# [Text section]
The Villisca Axe Murder House

After a four-hour car ride out of Cedar Rapids, through a sea of cornfields and wind farms, we were at last at our destination: the worn and weathered town of Villisca, Iowa. The day was gray, cold and damp—fitting weather it seemed, for an investigation at this infamous paranormal house of horror. There is indeed a veil of gloom and sadness that overtakes you when you step onto the property and look for the first time at this nondescript, unimpressive little house, particularly on a dreary autumn day. Since the horrendous and tragic events more than a century ago, the stain of death still hangs heavy on the place.

In my opinion, no honest, life-loving person who knows what happened here can look upon this place and not be moved. To me, the irony of the Villisca house is that it is so small and plain—what you and I would think of as a starter home for a newlywed couple or young family. And in that context, that small reflective connection, the real horrors unfold.

(Entries taken from a collection)
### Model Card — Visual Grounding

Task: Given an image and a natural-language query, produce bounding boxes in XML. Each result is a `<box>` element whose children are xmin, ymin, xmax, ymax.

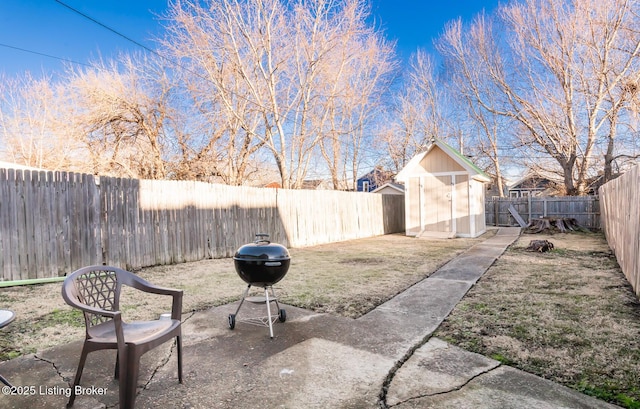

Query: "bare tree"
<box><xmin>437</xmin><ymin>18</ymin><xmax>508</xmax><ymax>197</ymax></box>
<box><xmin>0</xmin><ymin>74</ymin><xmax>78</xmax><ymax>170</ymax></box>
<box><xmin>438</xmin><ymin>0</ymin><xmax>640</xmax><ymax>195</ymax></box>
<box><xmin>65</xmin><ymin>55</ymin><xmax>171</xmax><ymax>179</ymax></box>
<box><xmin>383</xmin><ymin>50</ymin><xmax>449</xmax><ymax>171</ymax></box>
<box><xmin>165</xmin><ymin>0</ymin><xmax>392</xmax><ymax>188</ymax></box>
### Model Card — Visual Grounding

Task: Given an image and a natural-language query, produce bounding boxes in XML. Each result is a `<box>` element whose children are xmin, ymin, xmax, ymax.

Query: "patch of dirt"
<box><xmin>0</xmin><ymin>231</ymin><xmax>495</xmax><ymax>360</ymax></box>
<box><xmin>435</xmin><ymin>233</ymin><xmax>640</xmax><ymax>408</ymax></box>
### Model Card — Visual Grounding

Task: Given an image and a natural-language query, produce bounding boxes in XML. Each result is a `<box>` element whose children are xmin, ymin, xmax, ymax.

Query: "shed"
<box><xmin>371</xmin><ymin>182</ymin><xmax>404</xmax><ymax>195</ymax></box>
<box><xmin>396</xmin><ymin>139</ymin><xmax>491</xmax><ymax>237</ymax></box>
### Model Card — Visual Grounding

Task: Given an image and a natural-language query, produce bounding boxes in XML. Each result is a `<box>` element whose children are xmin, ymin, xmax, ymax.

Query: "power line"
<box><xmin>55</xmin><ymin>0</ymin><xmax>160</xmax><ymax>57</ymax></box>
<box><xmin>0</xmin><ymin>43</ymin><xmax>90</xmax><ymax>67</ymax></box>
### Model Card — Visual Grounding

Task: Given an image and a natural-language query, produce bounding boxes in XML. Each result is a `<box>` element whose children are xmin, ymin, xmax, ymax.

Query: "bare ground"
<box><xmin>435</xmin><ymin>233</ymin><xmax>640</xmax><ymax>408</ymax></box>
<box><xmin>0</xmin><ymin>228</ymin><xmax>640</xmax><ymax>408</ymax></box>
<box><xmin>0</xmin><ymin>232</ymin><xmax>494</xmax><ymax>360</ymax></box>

# [Your tasks]
1. Copy the part of the Villisca Axe Murder House passage that opens with the words containing "After a four-hour" and closes with "on the place.".
2. In the Villisca Axe Murder House passage, how long was the car ride out of Cedar Rapids?
3. Write the next part of the Villisca Axe Murder House passage, picking up after its final sentence.

# [Expected results]
1.
After a four-hour car ride out of Cedar Rapids, through a sea of cornfields and wind farms, we were at last at our destination: the worn and weathered town of Villisca, Iowa. The day was gray, cold and damp—fitting weather it seemed, for an investigation at this infamous paranormal house of horror. There is indeed a veil of gloom and sadness that overtakes you when you step onto the property and look for the first time at this nondescript, unimpressive little house, particularly on a dreary autumn day. Since the horrendous and tragic events more than a century ago, the stain of death still hangs heavy on the place.

2. Four hours.

3.
These are the facts: On the evening of June 9, 1912, Mr. Josiah Moore (a prominent local businessman) and his family, along with sleepover guests, Lena and Ina Stillinger (friends of daughter Katherine), returned home from a children’s pageant at the nearby Presbyterian church. The church social concluded at 9:30 p.m., with the family and their guests returning to the house somewhere between 9:45 and 10:00 p.m. It was the last time they were seen alive.

Related: The Villisca Axe Murders 

By 7:00 a.m., next-door-neighbor Mary Peckham felt something was wrong. The daily chores at the Moore house had not been started, and the normally active child-filled house was uncharacteristically silent. Upon investigation, she found the house was locked (unusual at the time), and after several unanswered knocks, she immediately called Josiah’s brother, Ross Moore. Ross quickly called the drugstore Josiah managed; he was not there and had not been seen. He then hurried to the house.

When he arrived, both Ross and Mary circled the house, attempting to peer into and even rap on the curtain-drawn windows. There was no reply, not a sound.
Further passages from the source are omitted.